#### OPDRACHTEN:
(a) Welke instanties noemt de preek hieronder als plekken waar je je naam moet opgeven?
(b) Beantwoord deze vragen over de preek hieronder:
(i) Wie is de voorganger?
(ii) Waar wordt Jan volgens de preek door gekenmerkt?
(iii) Wat betekent het Hebreeuwse woord "sjemoot"?

#### TEKSTFRAGMENT:
Preek op zondag, 3 juni 2012 Voorganger: ds.Paul F. Thimm Bijbellezingen: Exodus 3:1-15 en Matteüs 18:19-20: In Gods naam Lieve gemeente! I. De naam - dat is het eerste, waar ze je naar vragen. Overal waar je je aanmeldt en op elk formulier dat je moet invullen: bij de burgerlijke stand, bij de belastingdienst, bij de bank. De naam staat bovenaan in je rijbewijs of paspoort. De politie en de grenscontrole kan zo zien wie je bent en of je een bepaalde voorgeschiedenis hebt of niet. De naam - dat is het eerste wat je van jezelf prijsgeeft, als iemand vraagt "wie bent u?", als u zich voorstelt en met elkaar kennis maakt. Natuurlijk kan niet iedereen een nieuwe naam ook direct onthouden. En toch zijn namen wel belangrijk. - Het doet er wel toe, of je iemand bij zijn naam kunt noemen, want dan is die geen anonieme, geen vreemde meer voor jou. Als je iemands naam weet dan is het een bekende voor je, een onverwisselbaar persoon die je kunt aanspreken. Andersom zijn we allemaal wel eens iemand tegengekomen die ons vriendelijk groet en van wie we bij onszelf dachten: “Hè, die moet ik toch kennen. Waar ken ik die toch van? Het is zo’n bekend gezicht! Ach, ik kan niet op de naam komen. – Maar ik durf het niet te vragen.” De naam is iets wat heel persoonlijk bij u en bij mij hoort, zelfs als er nog meer mensen rondlopen die ook Anna de Vries of Jan de Jong heten. . Want er is maar één Anna met die droge geestige uitspraken en die creatieve oplossingen en er is maar één Jan met zo’n prachtige basstem waar je warm van wordt. De bijbel weet van dit geheim en van de geschiedenis die achter een naam - achter de drager van een naam zit. En ze vertelt er prachtige diepzinnige verhalen van. (Eén bijbelboek heeft zelfs in het Hebreeuws de titel "sjemoot" gekregen - "sjemoot" dat betekent "namen". Het is het boek dat wij Numeri noemen, alsof het daar eerder om nummers en cijfers gaat dan om mensen met namen. Geef mij dan maar de Hebreeuwse naam voor dat boek “Sjemoot” – namen.)

[Gegevens voor het labelen van regio's]
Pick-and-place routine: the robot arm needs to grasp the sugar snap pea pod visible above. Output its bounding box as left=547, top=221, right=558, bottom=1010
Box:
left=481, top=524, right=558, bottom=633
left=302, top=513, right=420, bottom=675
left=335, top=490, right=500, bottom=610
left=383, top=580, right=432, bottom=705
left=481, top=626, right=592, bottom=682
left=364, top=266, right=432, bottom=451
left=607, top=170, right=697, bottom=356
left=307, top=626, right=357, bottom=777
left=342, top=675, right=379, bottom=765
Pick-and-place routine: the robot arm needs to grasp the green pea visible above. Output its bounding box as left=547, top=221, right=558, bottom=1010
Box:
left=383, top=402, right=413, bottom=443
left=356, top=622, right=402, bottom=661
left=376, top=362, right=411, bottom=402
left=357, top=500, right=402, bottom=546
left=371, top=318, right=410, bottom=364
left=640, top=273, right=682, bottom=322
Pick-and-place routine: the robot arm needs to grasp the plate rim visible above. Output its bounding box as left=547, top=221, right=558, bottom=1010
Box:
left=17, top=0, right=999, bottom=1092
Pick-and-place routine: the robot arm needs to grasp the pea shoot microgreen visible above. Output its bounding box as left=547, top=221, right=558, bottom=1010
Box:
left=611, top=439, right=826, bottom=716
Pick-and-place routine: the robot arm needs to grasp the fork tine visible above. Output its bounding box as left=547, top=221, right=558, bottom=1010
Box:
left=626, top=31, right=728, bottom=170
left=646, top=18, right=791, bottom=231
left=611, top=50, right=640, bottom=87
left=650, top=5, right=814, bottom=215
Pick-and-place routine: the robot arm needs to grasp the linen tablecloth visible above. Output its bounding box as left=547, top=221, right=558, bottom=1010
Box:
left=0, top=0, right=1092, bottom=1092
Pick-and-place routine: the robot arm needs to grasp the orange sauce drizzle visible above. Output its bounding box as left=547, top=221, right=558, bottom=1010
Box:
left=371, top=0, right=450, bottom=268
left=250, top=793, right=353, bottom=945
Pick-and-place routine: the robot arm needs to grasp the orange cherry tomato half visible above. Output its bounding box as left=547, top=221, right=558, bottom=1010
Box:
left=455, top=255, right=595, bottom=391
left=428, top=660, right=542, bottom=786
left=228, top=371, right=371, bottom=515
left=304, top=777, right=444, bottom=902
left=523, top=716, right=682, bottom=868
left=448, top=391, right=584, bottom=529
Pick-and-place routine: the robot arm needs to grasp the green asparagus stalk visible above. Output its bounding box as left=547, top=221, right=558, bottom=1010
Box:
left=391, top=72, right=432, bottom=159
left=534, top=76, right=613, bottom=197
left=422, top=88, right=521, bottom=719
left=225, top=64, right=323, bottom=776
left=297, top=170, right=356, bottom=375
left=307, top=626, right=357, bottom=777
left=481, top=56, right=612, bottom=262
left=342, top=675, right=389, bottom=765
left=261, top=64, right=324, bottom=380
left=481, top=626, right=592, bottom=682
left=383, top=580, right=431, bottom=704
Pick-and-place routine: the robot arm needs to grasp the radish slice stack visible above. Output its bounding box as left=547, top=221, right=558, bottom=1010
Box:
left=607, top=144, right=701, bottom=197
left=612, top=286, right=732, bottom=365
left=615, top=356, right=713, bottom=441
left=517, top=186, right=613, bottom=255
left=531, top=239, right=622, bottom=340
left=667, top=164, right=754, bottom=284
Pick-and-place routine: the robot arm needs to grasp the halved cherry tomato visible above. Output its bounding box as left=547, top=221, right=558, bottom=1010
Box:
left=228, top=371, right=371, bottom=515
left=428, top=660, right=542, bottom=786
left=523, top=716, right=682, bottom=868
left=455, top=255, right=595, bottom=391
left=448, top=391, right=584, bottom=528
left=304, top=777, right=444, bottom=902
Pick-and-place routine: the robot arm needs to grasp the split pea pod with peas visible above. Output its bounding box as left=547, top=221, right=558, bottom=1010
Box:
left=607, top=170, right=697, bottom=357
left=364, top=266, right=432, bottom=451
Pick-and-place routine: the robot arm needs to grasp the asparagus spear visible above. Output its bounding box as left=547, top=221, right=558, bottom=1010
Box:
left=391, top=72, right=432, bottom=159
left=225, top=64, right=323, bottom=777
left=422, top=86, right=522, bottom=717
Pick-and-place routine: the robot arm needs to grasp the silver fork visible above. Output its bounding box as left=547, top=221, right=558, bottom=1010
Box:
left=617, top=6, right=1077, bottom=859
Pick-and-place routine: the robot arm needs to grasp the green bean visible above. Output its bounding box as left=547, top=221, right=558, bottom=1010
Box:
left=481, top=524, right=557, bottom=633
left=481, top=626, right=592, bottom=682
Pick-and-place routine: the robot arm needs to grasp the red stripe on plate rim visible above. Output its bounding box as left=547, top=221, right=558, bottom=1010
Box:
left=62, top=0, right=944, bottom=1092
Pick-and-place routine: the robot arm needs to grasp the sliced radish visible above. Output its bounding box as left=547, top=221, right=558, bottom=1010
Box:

#### ANTWOORDEN:
(a)
- de burgerlijke stand
- de belastingdienst
- de bank

(b)
(i) Ds. Paul F. Thimm
(ii) Door een prachtige basstem waar je warm van wordt
(iii) Namen